Image region outline listing:
Begin
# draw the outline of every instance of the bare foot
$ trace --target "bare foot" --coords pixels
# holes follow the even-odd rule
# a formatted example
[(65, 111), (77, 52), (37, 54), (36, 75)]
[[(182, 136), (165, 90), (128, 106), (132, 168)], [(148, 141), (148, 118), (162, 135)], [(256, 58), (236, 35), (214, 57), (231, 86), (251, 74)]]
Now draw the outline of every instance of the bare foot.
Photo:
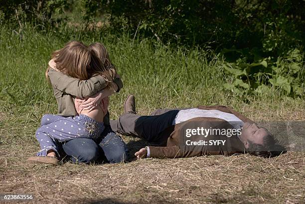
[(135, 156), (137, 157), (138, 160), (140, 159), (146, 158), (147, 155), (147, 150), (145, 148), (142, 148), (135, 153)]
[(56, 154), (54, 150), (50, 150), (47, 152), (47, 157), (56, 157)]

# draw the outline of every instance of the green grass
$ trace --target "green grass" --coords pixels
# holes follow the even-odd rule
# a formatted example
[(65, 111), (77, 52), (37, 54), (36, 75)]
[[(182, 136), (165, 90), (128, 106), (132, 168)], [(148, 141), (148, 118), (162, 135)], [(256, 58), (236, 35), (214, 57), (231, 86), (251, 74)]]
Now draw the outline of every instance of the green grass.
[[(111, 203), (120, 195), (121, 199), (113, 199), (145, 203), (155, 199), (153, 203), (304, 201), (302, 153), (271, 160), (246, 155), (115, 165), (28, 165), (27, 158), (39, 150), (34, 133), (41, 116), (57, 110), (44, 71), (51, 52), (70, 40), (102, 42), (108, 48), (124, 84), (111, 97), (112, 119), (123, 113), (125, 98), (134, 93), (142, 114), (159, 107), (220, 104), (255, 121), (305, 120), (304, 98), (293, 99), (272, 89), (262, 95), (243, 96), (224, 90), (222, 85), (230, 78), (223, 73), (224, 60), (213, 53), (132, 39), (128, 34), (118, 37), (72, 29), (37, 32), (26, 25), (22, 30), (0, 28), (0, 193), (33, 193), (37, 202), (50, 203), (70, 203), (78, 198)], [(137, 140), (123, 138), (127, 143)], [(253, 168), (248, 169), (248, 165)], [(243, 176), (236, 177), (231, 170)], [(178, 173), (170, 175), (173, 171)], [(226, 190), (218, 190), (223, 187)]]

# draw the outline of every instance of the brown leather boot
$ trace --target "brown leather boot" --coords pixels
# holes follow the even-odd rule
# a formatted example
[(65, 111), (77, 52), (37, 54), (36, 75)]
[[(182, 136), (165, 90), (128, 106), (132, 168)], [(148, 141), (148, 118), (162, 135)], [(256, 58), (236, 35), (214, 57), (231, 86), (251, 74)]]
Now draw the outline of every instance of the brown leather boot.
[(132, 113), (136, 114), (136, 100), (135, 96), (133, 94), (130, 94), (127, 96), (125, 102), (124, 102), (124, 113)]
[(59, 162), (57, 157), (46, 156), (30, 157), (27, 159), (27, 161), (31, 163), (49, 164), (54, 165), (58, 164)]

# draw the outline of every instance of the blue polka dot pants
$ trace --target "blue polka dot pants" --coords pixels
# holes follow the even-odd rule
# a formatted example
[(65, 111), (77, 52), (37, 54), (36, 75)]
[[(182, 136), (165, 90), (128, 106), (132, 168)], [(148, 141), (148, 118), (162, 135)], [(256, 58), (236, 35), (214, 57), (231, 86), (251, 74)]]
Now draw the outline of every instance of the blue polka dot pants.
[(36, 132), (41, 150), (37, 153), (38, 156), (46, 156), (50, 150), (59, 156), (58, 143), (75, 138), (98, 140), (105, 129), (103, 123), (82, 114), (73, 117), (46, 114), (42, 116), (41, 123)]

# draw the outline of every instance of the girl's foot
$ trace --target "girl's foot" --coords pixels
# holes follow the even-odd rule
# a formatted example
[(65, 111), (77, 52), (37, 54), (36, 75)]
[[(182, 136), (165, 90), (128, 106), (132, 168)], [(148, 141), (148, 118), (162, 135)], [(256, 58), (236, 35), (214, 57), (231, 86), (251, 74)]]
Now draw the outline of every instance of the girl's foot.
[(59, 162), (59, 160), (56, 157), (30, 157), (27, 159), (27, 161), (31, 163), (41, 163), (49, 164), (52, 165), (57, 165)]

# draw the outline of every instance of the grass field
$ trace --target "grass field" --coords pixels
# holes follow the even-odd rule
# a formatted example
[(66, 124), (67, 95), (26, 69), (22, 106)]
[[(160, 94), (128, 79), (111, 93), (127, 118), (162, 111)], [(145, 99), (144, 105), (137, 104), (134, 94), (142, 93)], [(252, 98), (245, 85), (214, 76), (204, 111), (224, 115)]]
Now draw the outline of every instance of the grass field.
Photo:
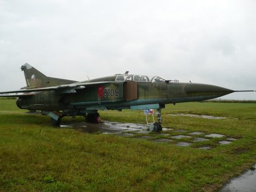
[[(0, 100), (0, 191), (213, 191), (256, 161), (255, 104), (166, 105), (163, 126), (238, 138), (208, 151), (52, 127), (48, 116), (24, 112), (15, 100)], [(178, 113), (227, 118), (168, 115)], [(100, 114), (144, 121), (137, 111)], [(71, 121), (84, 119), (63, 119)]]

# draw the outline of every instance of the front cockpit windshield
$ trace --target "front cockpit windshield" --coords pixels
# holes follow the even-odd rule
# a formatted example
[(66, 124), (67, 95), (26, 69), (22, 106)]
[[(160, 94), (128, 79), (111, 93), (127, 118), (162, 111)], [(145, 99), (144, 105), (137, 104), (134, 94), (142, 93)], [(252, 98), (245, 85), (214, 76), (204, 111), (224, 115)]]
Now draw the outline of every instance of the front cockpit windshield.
End
Change "every instance" to "each instance" throughout the whole listing, keeping everything else the same. Leave the pictures out of your answer.

__Exercise result__
# draw the outline of each instance of the bare foot
$ trace --target "bare foot" --coords pixels
# holes follow the even-odd rule
# a formatted example
[(65, 111), (77, 52), (37, 54), (36, 75)]
[[(182, 136), (165, 90), (128, 106), (132, 168)], [(148, 141), (148, 118), (162, 135)], [(256, 58), (236, 35), (214, 57), (231, 86), (251, 74)]]
Now draw the outline of each instance of the bare foot.
Photo:
[(135, 156), (137, 157), (138, 160), (140, 159), (146, 158), (147, 155), (147, 150), (145, 148), (142, 148), (135, 153)]
[(56, 154), (54, 150), (50, 150), (47, 152), (47, 157), (56, 157)]

# draw the outline of each instance of the green grass
$ trace --target "green grass" --coords pixels
# holes follow the even-odd rule
# a formatted example
[(65, 111), (77, 52), (37, 54), (36, 75)]
[[(182, 136), (165, 90), (128, 106), (132, 168)], [(148, 141), (148, 118), (162, 135)], [(256, 58), (236, 35), (214, 57), (231, 86), (251, 74)]]
Now draw the outline of each instance of the green grass.
[[(111, 203), (120, 195), (121, 199), (113, 199), (145, 203), (155, 199), (153, 203), (304, 201), (302, 153), (271, 160), (246, 155), (115, 165), (28, 165), (27, 158), (39, 150), (34, 133), (41, 116), (57, 110), (44, 71), (51, 52), (70, 40), (102, 42), (108, 48), (124, 84), (111, 97), (112, 119), (123, 113), (125, 98), (134, 93), (142, 114), (159, 107), (220, 104), (255, 121), (305, 120), (304, 98), (293, 99), (272, 89), (262, 95), (243, 96), (224, 90), (222, 85), (230, 78), (223, 73), (224, 60), (213, 53), (132, 39), (128, 34), (118, 37), (72, 29), (37, 32), (26, 25), (22, 30), (0, 28), (0, 193), (33, 193), (37, 202), (50, 203), (70, 203), (78, 198)], [(137, 140), (123, 138), (127, 143)], [(253, 168), (248, 169), (248, 165)], [(243, 176), (236, 177), (231, 170)], [(178, 173), (170, 175), (173, 171)], [(226, 190), (218, 190), (223, 187)]]

# draw the outline of each instance of the brown leather boot
$ trace --target "brown leather boot" --coords pixels
# holes follow the even-odd rule
# a formatted example
[(65, 111), (77, 52), (37, 54), (36, 75)]
[[(182, 136), (165, 90), (128, 106), (132, 168)], [(148, 141), (148, 118), (162, 135)], [(256, 58), (236, 35), (214, 57), (231, 86), (251, 74)]]
Now draw the outline of each instance of the brown leather boot.
[(132, 113), (136, 114), (136, 100), (135, 96), (133, 94), (130, 94), (127, 96), (125, 102), (124, 102), (124, 113)]
[(59, 162), (57, 157), (46, 156), (30, 157), (27, 159), (27, 161), (31, 163), (49, 164), (54, 165), (58, 164)]

# draw the outline of each instance of the blue polka dot pants
$ trace --target "blue polka dot pants" --coords pixels
# holes follow the even-odd rule
# a formatted example
[(65, 111), (77, 52), (37, 54), (36, 75)]
[[(182, 136), (165, 90), (128, 106), (132, 168)], [(148, 141), (148, 118), (162, 135)], [(256, 58), (236, 35), (214, 57), (231, 86), (251, 74)]]
Now draw the outline of each instance of the blue polka dot pants.
[(36, 132), (41, 150), (37, 153), (38, 156), (46, 156), (50, 150), (59, 156), (58, 143), (75, 138), (98, 140), (105, 129), (103, 123), (82, 114), (73, 117), (46, 114), (42, 116), (41, 123)]

# draw the outline of each instance of the girl's foot
$ trace --target "girl's foot" --coords pixels
# holes follow the even-odd rule
# a formatted example
[(65, 111), (77, 52), (37, 54), (36, 75)]
[[(182, 136), (165, 90), (128, 106), (132, 168)], [(148, 141), (148, 118), (162, 135)], [(256, 58), (236, 35), (214, 57), (231, 86), (251, 74)]]
Now draw the outline of each instance of the girl's foot.
[(59, 162), (59, 160), (56, 157), (30, 157), (27, 159), (27, 161), (31, 163), (41, 163), (49, 164), (52, 165), (57, 165)]

# draw the outline of each instance of the grass field
$ trace --target "grass field" --coords pixels
# holes follow the even-odd rule
# a formatted example
[(66, 124), (67, 95), (26, 69), (22, 106)]
[[(160, 94), (128, 79), (111, 93), (127, 118), (162, 111)], [(145, 99), (144, 105), (137, 104), (134, 94), (142, 93)], [(252, 98), (245, 85), (214, 76), (204, 111), (224, 115)]]
Now draw the outline of each instance of the grass field.
Photo:
[[(0, 100), (0, 191), (213, 191), (256, 161), (255, 104), (166, 105), (163, 126), (238, 138), (208, 151), (52, 127), (48, 116), (24, 112), (15, 100)], [(178, 113), (227, 118), (168, 115)], [(100, 114), (144, 121), (137, 111)], [(71, 121), (84, 119), (63, 119)]]

# draw the outline of each instance of the front cockpit windshield
$ trace --target "front cockpit windshield" --coords pixels
# holes follow the even-odd rule
# a formatted example
[(66, 124), (67, 95), (26, 69), (22, 106)]
[[(160, 94), (128, 79), (111, 93), (127, 118), (162, 111)], [(145, 99), (144, 105), (137, 104), (134, 94), (142, 93)], [(252, 98), (245, 85), (214, 76), (204, 111), (224, 115)]]
Now draw the outline of each instance of the front cockpit windshield.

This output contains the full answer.